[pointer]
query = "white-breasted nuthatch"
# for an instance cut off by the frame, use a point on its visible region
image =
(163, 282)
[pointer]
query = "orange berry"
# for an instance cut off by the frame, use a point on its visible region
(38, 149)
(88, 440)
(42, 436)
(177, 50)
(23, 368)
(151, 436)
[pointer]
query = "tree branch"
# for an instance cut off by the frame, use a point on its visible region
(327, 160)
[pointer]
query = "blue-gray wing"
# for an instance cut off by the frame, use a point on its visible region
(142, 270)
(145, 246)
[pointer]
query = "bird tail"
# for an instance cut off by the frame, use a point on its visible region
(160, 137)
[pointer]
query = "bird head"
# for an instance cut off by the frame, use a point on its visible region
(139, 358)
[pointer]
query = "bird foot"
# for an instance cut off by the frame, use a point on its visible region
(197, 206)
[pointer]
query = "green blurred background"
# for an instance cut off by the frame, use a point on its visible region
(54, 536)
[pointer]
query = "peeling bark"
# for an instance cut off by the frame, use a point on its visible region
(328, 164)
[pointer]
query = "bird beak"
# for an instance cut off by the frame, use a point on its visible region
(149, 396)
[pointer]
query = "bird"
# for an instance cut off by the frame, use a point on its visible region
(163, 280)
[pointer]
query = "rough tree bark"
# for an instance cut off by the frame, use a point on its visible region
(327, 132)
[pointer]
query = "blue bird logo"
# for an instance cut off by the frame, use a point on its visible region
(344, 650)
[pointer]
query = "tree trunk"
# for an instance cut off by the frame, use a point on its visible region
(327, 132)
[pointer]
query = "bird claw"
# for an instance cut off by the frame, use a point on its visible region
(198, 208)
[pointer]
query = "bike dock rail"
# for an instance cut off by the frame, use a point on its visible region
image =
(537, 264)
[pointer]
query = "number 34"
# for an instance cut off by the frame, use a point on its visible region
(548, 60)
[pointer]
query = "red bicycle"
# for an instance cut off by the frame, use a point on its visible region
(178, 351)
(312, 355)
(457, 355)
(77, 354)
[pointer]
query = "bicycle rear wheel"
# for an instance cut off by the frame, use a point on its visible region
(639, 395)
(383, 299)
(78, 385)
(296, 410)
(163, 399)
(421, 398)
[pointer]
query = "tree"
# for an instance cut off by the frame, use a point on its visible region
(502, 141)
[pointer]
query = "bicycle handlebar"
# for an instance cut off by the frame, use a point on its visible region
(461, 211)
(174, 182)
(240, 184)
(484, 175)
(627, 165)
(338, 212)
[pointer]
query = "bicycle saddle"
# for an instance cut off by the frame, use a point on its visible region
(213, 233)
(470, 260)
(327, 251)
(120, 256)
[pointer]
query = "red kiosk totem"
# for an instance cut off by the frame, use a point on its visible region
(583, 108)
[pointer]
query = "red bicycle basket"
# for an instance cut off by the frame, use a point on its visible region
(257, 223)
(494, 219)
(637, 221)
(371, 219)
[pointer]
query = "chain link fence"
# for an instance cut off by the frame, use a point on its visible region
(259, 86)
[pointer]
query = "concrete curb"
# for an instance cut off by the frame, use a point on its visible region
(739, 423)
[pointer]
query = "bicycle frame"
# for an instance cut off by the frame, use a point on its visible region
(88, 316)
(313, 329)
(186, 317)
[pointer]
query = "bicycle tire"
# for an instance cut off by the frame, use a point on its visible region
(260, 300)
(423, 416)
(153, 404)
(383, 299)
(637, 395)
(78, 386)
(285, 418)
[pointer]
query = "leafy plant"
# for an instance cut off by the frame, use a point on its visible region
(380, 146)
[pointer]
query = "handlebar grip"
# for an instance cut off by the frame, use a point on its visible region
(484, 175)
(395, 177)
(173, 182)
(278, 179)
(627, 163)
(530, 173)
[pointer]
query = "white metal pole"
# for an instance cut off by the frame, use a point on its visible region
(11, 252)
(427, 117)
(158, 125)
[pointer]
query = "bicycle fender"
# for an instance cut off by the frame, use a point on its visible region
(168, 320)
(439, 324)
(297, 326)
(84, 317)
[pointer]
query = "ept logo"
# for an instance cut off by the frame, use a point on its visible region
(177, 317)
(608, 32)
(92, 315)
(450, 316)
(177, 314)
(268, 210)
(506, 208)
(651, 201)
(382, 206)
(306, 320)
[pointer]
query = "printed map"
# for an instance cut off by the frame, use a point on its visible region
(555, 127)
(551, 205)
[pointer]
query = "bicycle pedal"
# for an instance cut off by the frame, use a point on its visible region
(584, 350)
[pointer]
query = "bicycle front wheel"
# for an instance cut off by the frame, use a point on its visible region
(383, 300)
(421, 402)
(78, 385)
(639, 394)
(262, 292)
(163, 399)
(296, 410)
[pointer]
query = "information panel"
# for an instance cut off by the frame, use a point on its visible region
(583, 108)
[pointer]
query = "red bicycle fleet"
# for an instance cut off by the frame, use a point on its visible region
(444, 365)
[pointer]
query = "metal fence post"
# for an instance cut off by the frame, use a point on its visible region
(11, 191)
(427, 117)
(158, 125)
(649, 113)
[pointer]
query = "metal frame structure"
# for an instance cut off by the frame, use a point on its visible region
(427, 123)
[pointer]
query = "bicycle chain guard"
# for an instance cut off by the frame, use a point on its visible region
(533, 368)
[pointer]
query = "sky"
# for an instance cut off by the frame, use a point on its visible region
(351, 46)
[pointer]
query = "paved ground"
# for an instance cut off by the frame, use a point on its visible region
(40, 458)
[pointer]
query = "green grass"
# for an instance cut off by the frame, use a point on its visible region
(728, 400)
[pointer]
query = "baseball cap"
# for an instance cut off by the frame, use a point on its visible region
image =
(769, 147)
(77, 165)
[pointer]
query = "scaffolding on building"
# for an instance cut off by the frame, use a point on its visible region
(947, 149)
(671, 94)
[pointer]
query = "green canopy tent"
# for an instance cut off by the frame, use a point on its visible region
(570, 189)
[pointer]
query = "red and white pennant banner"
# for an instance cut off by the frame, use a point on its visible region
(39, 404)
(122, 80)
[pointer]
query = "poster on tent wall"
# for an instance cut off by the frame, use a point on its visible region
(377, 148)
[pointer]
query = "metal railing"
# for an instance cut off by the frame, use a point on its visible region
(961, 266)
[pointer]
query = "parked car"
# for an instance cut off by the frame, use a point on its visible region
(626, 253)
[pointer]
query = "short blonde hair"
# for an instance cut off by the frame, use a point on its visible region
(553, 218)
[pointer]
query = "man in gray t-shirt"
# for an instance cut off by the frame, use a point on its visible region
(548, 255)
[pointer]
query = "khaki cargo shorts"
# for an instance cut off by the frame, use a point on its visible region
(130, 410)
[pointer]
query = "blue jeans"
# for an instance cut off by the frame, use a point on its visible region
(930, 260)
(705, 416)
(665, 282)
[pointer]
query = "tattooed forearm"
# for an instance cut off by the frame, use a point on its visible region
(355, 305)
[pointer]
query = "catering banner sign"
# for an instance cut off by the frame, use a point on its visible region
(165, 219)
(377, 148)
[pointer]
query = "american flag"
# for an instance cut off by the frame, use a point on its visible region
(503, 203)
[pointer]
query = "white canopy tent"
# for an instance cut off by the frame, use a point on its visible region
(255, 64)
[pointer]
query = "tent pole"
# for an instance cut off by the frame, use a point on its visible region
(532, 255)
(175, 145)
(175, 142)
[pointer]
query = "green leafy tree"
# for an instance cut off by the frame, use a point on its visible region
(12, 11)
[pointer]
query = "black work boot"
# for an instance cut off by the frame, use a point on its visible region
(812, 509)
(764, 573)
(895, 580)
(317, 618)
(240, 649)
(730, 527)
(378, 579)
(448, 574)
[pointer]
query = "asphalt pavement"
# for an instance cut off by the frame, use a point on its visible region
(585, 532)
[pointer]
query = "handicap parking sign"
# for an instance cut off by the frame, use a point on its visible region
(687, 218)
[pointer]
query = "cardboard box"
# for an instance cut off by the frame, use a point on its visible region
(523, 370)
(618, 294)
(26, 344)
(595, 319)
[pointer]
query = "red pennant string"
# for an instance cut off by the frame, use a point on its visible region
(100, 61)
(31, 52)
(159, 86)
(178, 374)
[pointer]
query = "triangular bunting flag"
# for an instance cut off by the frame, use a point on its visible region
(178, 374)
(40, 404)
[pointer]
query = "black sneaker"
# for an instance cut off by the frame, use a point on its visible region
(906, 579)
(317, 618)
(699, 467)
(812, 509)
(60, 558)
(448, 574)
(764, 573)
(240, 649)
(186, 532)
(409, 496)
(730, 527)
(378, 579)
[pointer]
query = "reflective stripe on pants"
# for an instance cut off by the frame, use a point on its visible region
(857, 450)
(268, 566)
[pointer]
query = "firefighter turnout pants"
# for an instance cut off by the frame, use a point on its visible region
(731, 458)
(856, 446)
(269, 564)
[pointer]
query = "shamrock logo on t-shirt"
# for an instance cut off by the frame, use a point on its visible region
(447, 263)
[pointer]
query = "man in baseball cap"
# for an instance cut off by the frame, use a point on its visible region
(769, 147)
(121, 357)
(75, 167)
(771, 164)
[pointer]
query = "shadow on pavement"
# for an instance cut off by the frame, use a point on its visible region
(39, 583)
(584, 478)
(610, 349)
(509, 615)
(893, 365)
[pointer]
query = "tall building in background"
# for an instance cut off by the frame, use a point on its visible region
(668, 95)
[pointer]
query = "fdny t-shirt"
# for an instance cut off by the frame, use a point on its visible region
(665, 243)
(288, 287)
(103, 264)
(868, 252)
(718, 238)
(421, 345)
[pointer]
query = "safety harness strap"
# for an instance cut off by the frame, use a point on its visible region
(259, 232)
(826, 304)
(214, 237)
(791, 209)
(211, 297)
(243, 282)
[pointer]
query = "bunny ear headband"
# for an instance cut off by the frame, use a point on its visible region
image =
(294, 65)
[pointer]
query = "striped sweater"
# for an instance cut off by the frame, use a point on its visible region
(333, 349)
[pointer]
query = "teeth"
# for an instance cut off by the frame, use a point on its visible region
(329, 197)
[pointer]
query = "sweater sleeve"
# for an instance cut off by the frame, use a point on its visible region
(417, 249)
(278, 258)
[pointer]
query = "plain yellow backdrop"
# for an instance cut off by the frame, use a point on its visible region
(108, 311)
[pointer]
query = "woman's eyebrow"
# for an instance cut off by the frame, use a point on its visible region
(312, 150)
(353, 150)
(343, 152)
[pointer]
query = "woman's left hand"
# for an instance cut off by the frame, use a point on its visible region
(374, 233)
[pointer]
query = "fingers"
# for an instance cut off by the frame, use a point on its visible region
◆ ◆ ◆ ◆ ◆ ◆ ◆
§ What to do
Identify every line in the listing above that contains the word "bicycle", and copy each of those lines.

§ Finished task
query = "red bicycle"
query = "bicycle rear wheel"
query = "bicycle handlebar"
query = "bicycle saddle"
query = "red bicycle basket"
query = "bicycle frame"
query = "bicycle tire"
query = "bicycle fender"
query = "bicycle pedal"
query = "bicycle front wheel"
query = "red bicycle fleet"
query = "bicycle chain guard"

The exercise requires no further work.